• [Task objective]: Show each line below that contains the string "blue".

• [Provided data]:
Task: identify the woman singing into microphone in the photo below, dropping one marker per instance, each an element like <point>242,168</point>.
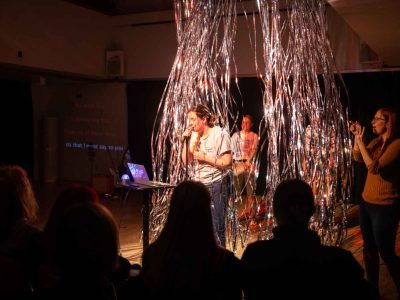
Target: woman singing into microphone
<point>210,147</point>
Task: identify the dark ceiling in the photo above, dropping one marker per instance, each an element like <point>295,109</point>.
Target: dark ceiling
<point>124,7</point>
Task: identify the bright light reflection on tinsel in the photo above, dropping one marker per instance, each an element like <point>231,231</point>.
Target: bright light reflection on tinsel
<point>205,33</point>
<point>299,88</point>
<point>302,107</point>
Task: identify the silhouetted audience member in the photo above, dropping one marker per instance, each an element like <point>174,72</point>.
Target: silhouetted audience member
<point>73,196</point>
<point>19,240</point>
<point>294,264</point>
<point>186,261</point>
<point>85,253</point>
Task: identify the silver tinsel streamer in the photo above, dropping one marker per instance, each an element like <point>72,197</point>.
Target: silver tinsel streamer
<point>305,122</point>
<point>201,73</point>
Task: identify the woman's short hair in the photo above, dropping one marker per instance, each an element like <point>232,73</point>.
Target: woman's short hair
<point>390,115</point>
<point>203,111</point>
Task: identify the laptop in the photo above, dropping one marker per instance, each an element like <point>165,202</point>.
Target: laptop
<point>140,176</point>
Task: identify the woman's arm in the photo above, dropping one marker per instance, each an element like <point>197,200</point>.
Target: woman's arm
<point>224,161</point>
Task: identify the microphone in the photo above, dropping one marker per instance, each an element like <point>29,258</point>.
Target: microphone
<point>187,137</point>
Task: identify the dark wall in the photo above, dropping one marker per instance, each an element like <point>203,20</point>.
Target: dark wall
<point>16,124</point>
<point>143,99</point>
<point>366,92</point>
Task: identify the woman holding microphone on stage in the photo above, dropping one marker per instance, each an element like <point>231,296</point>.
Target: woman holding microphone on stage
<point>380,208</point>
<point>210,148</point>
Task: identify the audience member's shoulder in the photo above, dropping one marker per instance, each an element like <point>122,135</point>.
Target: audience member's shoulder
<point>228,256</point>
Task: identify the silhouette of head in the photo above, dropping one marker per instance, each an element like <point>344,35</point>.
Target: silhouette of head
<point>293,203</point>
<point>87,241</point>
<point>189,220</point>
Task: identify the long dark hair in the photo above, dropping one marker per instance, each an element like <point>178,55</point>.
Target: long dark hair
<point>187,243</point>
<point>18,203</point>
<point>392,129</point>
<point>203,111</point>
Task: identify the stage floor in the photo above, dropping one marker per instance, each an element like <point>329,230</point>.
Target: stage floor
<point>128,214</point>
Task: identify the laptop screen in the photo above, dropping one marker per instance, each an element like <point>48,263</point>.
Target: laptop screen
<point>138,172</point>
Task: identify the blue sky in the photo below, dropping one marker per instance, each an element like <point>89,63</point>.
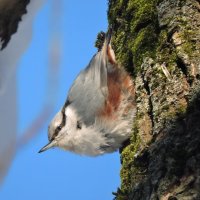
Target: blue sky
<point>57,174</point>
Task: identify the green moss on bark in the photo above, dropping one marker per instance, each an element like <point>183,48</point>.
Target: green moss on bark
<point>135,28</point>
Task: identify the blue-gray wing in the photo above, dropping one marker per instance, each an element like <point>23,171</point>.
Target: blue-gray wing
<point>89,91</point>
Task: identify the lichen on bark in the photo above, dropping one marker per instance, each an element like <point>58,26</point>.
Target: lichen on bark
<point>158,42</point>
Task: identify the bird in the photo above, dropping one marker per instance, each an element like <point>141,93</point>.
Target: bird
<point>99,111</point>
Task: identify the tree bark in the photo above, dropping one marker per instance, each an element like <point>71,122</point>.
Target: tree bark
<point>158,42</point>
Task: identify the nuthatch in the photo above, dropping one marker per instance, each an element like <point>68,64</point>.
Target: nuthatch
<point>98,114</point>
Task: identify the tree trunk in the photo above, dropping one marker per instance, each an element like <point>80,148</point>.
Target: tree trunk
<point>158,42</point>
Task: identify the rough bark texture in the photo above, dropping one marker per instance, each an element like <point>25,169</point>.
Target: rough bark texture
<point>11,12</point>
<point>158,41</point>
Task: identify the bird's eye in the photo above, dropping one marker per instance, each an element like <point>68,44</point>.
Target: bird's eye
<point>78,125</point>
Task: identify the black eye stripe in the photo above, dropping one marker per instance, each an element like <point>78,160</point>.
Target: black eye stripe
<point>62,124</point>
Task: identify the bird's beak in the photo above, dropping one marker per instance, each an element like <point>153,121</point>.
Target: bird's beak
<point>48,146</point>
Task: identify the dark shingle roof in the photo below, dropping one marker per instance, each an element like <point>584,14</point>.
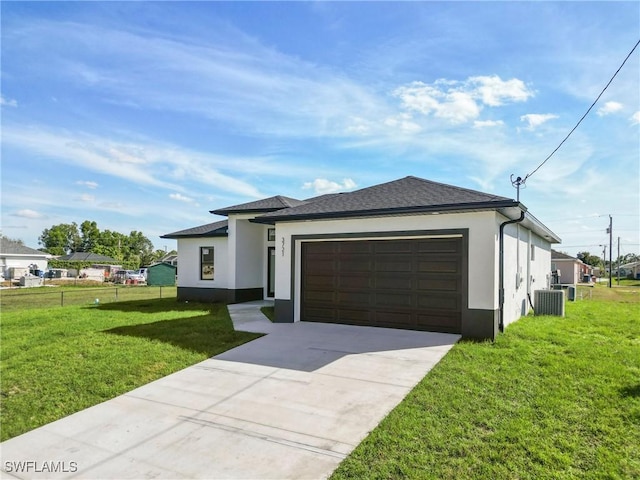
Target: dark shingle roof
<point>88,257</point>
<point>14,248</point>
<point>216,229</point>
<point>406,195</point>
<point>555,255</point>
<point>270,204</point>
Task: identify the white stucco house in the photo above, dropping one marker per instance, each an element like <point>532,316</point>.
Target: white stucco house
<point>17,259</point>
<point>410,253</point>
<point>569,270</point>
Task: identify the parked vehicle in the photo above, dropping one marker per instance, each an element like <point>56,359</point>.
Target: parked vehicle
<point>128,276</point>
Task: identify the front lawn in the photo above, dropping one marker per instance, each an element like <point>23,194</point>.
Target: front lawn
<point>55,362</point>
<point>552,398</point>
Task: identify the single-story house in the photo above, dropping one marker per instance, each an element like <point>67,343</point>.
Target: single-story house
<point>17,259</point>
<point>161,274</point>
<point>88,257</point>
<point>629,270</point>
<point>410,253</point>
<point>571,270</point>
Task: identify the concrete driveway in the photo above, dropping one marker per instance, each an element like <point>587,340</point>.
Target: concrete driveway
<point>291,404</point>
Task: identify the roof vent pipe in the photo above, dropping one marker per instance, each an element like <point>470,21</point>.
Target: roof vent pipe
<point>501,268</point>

==

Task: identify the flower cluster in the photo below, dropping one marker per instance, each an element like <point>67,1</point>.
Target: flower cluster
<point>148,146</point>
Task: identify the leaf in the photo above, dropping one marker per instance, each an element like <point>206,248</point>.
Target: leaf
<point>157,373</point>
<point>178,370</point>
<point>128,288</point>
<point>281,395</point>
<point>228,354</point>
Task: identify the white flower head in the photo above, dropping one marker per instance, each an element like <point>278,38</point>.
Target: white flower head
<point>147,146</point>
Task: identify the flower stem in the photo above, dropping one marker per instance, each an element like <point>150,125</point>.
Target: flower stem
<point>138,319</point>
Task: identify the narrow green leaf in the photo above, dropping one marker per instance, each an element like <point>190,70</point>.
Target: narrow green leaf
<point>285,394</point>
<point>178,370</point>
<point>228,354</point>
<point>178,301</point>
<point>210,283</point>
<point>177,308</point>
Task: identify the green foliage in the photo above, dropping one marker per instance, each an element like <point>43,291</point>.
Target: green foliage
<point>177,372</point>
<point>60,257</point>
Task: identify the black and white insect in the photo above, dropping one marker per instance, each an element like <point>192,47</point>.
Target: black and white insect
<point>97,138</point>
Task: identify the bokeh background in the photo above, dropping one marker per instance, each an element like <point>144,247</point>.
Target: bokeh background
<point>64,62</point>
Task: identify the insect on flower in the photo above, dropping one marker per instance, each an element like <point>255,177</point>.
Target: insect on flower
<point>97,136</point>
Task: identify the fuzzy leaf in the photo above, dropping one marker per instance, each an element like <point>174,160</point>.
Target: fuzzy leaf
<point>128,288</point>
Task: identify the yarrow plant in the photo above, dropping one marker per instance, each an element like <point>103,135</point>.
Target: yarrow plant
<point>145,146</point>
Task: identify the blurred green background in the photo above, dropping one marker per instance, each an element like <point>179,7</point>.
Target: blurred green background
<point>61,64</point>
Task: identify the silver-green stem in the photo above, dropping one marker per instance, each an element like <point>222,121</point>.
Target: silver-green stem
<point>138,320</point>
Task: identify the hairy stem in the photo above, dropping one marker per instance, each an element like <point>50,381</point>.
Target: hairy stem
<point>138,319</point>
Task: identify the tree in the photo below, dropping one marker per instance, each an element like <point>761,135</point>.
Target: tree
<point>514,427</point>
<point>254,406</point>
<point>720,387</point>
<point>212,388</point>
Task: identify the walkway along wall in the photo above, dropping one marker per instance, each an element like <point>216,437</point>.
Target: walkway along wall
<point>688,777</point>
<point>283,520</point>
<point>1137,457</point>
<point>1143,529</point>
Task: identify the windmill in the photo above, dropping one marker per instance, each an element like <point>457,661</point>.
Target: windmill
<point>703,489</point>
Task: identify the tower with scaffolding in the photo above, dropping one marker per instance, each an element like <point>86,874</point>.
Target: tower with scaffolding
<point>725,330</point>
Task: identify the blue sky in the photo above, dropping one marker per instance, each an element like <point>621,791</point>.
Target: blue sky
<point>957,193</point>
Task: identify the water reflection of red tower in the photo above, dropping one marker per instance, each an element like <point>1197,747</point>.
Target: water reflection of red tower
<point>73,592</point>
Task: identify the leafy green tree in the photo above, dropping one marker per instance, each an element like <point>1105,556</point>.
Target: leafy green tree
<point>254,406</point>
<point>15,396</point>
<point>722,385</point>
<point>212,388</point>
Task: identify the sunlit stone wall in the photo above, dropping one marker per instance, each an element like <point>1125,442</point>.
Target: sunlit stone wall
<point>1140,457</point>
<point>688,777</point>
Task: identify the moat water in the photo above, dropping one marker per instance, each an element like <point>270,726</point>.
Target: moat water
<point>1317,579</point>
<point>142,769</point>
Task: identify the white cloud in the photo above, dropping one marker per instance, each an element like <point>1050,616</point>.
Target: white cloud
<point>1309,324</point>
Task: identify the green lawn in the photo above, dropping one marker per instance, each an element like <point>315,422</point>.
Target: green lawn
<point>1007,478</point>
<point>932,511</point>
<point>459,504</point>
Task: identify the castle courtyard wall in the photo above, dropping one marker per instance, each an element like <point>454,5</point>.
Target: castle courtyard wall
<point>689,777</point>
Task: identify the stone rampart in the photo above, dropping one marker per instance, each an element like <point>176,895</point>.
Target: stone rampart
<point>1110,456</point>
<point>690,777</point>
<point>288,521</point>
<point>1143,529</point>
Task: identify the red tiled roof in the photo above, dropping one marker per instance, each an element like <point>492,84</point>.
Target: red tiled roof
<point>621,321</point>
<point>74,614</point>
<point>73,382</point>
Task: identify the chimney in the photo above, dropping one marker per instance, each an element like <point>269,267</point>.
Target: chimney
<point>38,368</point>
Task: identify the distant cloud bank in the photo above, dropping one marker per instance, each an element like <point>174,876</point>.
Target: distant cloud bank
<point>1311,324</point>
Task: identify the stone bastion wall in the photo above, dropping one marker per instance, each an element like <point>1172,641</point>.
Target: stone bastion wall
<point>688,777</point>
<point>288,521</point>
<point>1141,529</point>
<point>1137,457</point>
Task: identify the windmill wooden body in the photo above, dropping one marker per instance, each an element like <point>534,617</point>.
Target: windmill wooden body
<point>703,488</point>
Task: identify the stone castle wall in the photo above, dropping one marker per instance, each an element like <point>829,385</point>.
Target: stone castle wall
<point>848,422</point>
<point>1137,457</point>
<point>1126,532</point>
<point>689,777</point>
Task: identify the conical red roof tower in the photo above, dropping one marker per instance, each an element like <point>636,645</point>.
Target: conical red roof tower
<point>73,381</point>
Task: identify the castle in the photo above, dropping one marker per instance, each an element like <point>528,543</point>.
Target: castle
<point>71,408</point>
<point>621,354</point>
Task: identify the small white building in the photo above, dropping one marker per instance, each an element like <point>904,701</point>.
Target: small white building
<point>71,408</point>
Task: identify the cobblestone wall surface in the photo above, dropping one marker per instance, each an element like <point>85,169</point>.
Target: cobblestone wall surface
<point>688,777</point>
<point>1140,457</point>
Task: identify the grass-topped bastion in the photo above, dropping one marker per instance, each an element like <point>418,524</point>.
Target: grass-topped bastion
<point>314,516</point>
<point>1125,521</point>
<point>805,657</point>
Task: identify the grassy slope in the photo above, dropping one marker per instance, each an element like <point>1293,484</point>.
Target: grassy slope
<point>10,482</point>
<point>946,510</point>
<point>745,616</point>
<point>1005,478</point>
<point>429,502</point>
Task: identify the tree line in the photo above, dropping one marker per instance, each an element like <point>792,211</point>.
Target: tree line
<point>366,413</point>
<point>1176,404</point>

---

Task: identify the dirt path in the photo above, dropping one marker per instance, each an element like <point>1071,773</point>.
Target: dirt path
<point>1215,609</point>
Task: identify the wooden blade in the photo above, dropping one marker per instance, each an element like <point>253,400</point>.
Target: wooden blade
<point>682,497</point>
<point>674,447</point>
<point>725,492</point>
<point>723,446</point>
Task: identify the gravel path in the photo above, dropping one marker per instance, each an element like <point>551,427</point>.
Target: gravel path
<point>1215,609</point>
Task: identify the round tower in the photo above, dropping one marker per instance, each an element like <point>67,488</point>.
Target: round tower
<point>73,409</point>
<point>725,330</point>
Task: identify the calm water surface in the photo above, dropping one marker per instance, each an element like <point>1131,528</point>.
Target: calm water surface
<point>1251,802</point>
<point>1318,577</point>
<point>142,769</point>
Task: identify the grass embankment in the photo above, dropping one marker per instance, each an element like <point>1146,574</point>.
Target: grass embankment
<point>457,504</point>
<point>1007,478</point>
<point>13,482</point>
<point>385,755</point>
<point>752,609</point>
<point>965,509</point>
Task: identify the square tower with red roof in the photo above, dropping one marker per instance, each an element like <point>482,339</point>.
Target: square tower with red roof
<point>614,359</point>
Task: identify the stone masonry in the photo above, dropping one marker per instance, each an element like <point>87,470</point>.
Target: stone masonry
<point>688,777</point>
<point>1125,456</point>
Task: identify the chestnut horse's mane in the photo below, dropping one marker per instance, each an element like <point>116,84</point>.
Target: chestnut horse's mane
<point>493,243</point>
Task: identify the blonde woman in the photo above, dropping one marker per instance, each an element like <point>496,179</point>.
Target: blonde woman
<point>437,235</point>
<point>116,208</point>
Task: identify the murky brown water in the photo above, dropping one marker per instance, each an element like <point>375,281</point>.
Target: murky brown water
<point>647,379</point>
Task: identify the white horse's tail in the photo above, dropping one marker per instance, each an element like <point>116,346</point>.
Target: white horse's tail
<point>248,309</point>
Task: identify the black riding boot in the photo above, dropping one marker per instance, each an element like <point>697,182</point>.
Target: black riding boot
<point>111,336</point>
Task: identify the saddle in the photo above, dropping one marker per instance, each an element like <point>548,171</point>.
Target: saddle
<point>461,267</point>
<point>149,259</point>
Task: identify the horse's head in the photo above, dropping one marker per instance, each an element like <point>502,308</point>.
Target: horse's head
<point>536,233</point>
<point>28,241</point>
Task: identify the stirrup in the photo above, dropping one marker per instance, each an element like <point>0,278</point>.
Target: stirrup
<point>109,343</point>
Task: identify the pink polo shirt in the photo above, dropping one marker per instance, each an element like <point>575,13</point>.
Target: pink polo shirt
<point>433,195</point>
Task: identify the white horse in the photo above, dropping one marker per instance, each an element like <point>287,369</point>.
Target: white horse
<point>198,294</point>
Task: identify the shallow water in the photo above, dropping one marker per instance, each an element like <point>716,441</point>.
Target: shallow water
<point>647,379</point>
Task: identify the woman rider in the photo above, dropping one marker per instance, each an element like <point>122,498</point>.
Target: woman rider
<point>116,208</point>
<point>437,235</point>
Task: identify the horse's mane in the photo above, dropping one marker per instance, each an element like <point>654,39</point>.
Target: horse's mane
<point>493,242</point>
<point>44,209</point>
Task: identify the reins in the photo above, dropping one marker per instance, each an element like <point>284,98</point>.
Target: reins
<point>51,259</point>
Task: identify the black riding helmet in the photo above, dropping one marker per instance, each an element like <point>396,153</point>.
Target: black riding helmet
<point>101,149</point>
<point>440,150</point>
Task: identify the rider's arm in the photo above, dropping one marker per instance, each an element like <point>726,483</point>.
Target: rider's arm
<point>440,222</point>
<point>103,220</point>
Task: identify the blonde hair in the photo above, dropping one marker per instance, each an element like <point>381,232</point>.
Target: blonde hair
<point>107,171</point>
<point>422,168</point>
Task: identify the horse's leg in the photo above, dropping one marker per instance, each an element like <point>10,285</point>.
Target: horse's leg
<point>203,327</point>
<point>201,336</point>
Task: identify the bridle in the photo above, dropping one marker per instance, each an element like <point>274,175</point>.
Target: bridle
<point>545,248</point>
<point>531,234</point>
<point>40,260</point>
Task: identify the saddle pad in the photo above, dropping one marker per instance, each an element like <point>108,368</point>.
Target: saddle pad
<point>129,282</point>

• [Task solution]:
Task: identify the blue sky in the photo below, dropping one marker per instance, each an element like <point>89,63</point>.
Target: blue sky
Task: identify the blue-gray wing in the photo above, dropping one marker per instance, each an element like <point>23,171</point>.
Target: blue-gray wing
Task: identify the blue sky in the photo above, dropping one marker per instance, each an element like <point>621,791</point>.
Target: blue sky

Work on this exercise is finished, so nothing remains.